What you will do
Write out exactly, with no other output, the lines below from the one that contains "You are given a photograph. For the rear" through the end.

═════ Data extract

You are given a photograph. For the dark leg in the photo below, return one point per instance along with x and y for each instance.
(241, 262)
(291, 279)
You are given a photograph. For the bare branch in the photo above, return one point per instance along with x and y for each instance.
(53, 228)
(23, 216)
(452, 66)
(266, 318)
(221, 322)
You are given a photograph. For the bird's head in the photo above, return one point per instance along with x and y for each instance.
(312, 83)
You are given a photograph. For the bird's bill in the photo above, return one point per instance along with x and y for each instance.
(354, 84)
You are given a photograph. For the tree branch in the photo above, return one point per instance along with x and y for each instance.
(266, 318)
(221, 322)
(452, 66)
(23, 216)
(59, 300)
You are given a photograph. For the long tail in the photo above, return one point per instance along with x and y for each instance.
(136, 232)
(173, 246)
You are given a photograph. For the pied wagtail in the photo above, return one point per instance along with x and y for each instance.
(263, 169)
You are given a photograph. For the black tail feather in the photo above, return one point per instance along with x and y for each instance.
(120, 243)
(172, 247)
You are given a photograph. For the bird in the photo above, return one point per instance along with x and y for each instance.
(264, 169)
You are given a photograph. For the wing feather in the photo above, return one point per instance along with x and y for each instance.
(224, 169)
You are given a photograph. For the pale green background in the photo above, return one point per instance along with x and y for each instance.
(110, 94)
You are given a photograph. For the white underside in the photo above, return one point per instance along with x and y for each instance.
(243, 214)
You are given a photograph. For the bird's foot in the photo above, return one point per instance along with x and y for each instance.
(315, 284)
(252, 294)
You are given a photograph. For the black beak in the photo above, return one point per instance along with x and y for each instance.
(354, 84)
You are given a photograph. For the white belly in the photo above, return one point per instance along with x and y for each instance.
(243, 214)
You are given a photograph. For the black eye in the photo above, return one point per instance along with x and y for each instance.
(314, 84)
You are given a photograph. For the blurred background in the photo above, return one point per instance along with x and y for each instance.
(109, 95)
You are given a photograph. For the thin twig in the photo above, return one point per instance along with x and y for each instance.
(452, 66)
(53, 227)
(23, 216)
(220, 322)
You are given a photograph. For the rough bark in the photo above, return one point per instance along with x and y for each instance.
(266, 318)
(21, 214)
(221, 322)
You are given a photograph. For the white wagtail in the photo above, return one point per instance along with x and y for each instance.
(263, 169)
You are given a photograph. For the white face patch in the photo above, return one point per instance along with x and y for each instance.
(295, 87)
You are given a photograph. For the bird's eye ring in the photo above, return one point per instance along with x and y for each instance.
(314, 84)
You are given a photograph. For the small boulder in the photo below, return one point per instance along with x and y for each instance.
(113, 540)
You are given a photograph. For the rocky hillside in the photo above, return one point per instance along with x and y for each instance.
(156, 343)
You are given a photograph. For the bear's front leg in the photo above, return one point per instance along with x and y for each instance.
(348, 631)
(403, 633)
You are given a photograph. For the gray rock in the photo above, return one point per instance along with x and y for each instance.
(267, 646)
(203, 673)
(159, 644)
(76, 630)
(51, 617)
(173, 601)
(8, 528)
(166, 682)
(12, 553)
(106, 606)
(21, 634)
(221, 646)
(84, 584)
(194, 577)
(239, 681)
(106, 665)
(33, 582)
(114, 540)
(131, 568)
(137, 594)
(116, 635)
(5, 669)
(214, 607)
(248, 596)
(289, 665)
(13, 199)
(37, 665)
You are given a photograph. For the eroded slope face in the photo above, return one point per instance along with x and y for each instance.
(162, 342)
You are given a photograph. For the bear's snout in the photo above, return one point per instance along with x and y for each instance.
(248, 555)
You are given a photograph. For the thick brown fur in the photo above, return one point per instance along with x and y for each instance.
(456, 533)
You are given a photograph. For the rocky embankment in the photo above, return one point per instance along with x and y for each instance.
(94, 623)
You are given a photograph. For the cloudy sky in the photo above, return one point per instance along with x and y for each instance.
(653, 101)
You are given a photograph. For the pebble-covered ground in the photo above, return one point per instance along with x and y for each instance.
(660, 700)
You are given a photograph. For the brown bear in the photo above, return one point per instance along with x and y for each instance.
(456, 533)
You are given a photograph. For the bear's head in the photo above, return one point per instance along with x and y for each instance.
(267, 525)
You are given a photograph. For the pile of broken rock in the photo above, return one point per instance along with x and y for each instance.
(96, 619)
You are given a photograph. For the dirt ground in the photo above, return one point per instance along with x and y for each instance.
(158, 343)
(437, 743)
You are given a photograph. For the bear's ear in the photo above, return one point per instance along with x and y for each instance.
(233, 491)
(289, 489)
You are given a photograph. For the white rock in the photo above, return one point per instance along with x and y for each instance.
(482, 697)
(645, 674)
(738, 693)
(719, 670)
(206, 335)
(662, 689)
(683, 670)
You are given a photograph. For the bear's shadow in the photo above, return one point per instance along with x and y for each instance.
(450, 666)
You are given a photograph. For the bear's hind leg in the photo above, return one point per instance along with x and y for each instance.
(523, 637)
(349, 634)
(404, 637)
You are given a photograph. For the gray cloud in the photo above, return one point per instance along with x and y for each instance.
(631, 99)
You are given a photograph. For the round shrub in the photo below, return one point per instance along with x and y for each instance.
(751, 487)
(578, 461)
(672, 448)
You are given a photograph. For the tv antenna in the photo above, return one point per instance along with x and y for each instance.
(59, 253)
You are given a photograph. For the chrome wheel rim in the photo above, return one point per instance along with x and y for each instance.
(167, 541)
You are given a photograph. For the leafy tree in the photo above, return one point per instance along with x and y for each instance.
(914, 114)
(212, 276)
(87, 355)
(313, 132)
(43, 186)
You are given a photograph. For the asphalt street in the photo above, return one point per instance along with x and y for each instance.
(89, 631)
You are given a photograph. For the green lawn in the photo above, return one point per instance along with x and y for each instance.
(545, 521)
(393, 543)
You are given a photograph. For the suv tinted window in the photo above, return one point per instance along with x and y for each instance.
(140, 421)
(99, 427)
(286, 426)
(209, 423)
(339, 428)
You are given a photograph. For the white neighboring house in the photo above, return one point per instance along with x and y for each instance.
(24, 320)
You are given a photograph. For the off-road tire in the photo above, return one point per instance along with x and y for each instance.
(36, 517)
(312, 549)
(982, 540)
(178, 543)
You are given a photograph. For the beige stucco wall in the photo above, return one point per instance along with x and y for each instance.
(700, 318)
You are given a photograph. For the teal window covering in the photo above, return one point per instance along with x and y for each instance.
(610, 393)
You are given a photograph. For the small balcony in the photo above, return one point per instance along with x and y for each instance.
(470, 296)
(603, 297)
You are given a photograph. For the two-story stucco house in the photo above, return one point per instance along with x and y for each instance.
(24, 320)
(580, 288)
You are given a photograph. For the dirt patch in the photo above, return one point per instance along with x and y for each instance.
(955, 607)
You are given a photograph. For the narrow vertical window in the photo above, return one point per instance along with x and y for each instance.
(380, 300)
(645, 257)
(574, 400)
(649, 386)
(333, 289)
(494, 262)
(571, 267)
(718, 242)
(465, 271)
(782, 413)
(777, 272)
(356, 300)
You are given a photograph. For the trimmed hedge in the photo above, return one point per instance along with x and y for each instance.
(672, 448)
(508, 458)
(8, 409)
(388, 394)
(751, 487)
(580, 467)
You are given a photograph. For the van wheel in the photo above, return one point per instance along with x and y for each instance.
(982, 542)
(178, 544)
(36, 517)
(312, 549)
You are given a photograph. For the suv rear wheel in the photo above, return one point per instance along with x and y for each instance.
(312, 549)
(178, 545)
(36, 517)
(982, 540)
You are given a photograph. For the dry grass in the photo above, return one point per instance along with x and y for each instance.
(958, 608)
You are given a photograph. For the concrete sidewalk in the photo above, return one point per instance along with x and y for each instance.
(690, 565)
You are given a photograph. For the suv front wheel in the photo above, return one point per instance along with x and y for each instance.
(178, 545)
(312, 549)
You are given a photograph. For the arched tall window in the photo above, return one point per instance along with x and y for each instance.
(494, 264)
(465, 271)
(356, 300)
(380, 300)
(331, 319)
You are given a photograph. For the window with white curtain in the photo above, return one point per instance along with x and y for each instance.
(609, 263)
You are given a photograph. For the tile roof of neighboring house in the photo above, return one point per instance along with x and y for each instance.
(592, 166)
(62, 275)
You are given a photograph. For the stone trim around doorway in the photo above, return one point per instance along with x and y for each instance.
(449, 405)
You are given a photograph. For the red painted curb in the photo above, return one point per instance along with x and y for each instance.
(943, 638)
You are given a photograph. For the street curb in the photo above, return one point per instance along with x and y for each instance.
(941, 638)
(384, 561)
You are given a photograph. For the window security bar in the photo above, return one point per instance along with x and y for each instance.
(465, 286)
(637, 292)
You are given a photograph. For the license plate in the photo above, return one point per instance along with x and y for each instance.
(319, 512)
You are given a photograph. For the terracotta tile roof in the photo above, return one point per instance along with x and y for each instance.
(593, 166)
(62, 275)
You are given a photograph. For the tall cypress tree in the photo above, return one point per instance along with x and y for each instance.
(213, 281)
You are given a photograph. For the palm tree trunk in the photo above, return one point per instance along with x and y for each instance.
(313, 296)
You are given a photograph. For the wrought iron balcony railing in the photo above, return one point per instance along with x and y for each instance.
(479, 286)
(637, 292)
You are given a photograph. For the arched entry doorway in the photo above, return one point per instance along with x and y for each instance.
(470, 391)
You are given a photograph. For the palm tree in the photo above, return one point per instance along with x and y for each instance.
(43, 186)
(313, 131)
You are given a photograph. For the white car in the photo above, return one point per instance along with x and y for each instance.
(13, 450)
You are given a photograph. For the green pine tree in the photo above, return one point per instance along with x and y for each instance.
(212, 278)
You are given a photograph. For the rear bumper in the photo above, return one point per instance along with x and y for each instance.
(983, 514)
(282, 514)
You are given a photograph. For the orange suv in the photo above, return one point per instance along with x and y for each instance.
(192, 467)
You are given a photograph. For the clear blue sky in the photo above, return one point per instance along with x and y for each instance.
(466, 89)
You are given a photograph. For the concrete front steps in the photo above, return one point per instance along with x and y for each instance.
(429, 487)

══════════

Solution to the problem
You are given a photograph. For the rear bumper in the photo above, return one point per instance along with x and y for each instance.
(983, 514)
(282, 514)
You are given a photograph. For the orange suv in the photo above, return one point per instance along with x and y for each instance.
(192, 467)
You are given a photograph. For the clear blue sky in the photo above, return one point per instance along with x and y for each instance.
(466, 89)
You are given a photograph. For the concrete front steps in the photo above, return one point per instance along with x and y for each instance.
(429, 487)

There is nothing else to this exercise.